#### GIVEN PASSAGE ####

More than one filmmaker has been on Dartmoor this summer. Local indie kids Lawrence McNeela and Andy Baker were busy shooting The Moon Shines Bright, as Lawrence explains.
Filming on Dartmoor involves a challenge, the weather sees to that. It also offers fantastic opportunities, especially as the location for a ghost story. There are strange tors, eerie prehistoric remains nestling within the most barren of landscapes and abandoned properties stood as memorials to bygone lives. There is scenery that simply screams, ‘desolate beauty’.
In the south-west corner of the moor lies a place not so far away, geographically speaking, from the centres of civilisation of Tavistock and Plymouth. Culturally, however, it could be another world. A mysterious complex of menhirs, cairns and hut circles date from the Bronze Age, the adjacent ruined farmhouse from the 16th century. For a classic English chiller in the style of the spooky tales of M R James, it makes the perfect setting.

#### DATASET EXTRACT ####

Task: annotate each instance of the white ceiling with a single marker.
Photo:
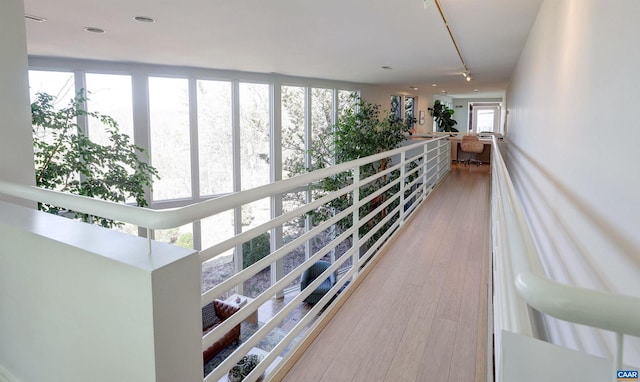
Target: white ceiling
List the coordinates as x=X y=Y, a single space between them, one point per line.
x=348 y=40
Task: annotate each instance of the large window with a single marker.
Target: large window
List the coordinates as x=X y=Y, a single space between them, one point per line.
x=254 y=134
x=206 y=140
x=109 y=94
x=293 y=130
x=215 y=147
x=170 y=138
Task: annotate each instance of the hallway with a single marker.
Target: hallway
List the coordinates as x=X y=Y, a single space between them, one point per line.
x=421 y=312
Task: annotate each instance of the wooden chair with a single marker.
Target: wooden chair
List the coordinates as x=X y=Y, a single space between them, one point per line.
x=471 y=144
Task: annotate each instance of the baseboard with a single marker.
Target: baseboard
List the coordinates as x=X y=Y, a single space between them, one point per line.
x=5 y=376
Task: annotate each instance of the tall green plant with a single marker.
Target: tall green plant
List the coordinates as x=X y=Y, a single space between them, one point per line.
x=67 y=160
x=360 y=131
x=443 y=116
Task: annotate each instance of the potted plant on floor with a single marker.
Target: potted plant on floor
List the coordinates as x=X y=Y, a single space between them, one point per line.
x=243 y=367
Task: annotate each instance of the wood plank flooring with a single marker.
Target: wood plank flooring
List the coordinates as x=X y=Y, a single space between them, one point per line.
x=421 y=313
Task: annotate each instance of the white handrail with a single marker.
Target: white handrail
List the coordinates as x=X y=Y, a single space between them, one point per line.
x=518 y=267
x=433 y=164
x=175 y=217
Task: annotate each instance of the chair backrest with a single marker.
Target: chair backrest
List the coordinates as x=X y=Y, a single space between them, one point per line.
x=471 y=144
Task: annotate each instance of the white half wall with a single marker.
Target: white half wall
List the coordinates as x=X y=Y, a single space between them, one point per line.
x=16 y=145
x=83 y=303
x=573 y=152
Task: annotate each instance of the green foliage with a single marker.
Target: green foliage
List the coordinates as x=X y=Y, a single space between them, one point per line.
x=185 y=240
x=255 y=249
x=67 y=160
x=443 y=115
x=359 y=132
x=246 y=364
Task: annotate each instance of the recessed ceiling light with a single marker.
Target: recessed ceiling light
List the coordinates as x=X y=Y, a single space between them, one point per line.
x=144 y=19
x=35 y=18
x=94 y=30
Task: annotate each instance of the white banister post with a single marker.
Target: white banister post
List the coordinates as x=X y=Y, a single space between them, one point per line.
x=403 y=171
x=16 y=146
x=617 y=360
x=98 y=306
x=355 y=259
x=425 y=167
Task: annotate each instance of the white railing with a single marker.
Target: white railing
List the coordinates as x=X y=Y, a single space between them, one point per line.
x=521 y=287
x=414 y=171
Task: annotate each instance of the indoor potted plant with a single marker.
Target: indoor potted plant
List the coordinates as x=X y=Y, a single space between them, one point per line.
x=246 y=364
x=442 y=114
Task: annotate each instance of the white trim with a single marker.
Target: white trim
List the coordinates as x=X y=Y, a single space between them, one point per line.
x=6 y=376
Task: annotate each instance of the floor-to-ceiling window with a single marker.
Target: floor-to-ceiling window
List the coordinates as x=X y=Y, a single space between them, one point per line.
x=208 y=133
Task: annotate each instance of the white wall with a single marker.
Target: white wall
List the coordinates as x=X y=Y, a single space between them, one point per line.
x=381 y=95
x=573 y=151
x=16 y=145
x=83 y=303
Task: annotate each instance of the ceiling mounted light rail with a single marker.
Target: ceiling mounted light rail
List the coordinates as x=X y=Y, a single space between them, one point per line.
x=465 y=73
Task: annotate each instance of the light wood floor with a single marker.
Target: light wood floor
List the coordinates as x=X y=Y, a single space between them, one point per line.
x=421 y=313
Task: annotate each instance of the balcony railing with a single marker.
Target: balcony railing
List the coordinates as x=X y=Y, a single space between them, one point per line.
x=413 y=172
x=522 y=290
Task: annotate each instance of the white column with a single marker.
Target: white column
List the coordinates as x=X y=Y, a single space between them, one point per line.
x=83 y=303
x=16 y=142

####

Return the passage about filming on Dartmoor exactly, in full and unchanged.

More than one filmmaker has been on Dartmoor this summer. Local indie kids Lawrence McNeela and Andy Baker were busy shooting The Moon Shines Bright, as Lawrence explains.
Filming on Dartmoor involves a challenge, the weather sees to that. It also offers fantastic opportunities, especially as the location for a ghost story. There are strange tors, eerie prehistoric remains nestling within the most barren of landscapes and abandoned properties stood as memorials to bygone lives. There is scenery that simply screams, ‘desolate beauty’.
In the south-west corner of the moor lies a place not so far away, geographically speaking, from the centres of civilisation of Tavistock and Plymouth. Culturally, however, it could be another world. A mysterious complex of menhirs, cairns and hut circles date from the Bronze Age, the adjacent ruined farmhouse from the 16th century. For a classic English chiller in the style of the spooky tales of M R James, it makes the perfect setting.